- **Task directions**: Please output the entries below from the line that contains "line in this photo, one per instance." through the final line, reproduced exactly and alone.

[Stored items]
[start]

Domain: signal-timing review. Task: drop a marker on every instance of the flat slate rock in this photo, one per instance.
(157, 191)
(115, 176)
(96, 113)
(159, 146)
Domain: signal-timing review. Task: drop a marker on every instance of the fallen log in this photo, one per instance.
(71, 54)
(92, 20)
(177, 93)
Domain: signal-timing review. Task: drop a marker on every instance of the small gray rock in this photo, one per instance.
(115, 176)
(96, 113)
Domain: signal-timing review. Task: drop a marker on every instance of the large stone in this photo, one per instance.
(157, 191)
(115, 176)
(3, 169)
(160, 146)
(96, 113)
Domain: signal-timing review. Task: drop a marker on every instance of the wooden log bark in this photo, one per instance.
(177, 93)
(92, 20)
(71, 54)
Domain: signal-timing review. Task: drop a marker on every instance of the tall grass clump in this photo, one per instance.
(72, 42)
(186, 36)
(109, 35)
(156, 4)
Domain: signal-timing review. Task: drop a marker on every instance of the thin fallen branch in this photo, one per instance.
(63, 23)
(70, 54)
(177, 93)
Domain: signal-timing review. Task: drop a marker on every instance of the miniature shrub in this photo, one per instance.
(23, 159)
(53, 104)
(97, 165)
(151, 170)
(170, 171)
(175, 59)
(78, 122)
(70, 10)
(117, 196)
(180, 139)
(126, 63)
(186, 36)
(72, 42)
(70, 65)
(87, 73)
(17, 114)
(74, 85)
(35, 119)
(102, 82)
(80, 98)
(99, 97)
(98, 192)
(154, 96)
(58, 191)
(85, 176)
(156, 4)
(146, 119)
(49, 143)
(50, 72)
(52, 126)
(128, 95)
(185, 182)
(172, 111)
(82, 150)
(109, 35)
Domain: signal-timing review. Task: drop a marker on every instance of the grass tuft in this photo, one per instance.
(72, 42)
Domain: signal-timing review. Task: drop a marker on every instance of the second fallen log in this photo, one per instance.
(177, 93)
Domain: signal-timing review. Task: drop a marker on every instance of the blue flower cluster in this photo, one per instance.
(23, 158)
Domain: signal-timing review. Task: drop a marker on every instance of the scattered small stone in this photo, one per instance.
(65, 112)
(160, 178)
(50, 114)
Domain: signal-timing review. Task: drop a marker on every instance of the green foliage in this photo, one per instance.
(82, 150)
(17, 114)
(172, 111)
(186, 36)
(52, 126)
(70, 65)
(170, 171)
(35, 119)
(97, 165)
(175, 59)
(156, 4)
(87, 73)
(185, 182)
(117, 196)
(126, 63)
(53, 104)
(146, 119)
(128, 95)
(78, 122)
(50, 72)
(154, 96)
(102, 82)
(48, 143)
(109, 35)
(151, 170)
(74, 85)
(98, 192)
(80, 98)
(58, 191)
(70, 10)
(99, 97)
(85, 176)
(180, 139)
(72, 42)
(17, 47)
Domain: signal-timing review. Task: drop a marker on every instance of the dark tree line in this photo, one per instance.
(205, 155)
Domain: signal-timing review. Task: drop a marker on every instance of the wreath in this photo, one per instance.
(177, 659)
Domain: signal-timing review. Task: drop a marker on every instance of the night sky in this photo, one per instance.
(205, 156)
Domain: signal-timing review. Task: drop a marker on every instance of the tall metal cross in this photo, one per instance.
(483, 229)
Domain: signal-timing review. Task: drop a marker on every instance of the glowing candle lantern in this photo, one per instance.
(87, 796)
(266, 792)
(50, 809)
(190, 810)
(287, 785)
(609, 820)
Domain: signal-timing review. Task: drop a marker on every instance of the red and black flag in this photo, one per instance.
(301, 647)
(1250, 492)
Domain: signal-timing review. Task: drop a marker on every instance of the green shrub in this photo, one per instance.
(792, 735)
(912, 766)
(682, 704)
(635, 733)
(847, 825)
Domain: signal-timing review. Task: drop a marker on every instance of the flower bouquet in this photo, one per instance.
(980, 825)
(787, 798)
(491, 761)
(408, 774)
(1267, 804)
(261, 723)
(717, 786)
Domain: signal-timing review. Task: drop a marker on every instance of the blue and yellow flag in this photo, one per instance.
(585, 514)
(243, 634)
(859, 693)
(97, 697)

[end]

- **Problem solution**:
Domain: signal-timing review. Task: drop a marker on every instance of the dark tree line in this photo, one per instance.
(205, 155)
Domain: signal-timing review. Task: drop a marker on every instance of the wreath in this photo, one per instance.
(177, 659)
Domain: signal-timing review. Task: drop a marker on every instance of the night sky in this photo, one per instance.
(205, 156)
Domain: signal-timing review. Task: drop a marker on every instance of the tall metal cross in this photo, one per instance.
(483, 229)
Domain: signal-timing review. Task: drop a marker on every instance of the glowing candle lantern in this photo, one per instance.
(87, 796)
(266, 792)
(50, 809)
(190, 810)
(287, 785)
(609, 820)
Domain: signal-timing review. Task: drop a marker on every instance of the red and black flag in this photo, one per instance.
(301, 647)
(1250, 492)
Domain: signal-timing review. Task: drop a marker on every instance of the green shrub in this photo, one per instance.
(792, 735)
(912, 766)
(682, 704)
(635, 733)
(847, 825)
Domain: signal-timing review. Task: drop a marker on every instance of the flower bouquet in this photo, one per instance.
(980, 825)
(787, 798)
(491, 761)
(408, 774)
(1267, 804)
(261, 723)
(717, 786)
Domain: signal-timing review. Task: drop a marker on every instance of the blue and yellow flag in this photo, one per instance.
(585, 514)
(243, 634)
(859, 693)
(97, 697)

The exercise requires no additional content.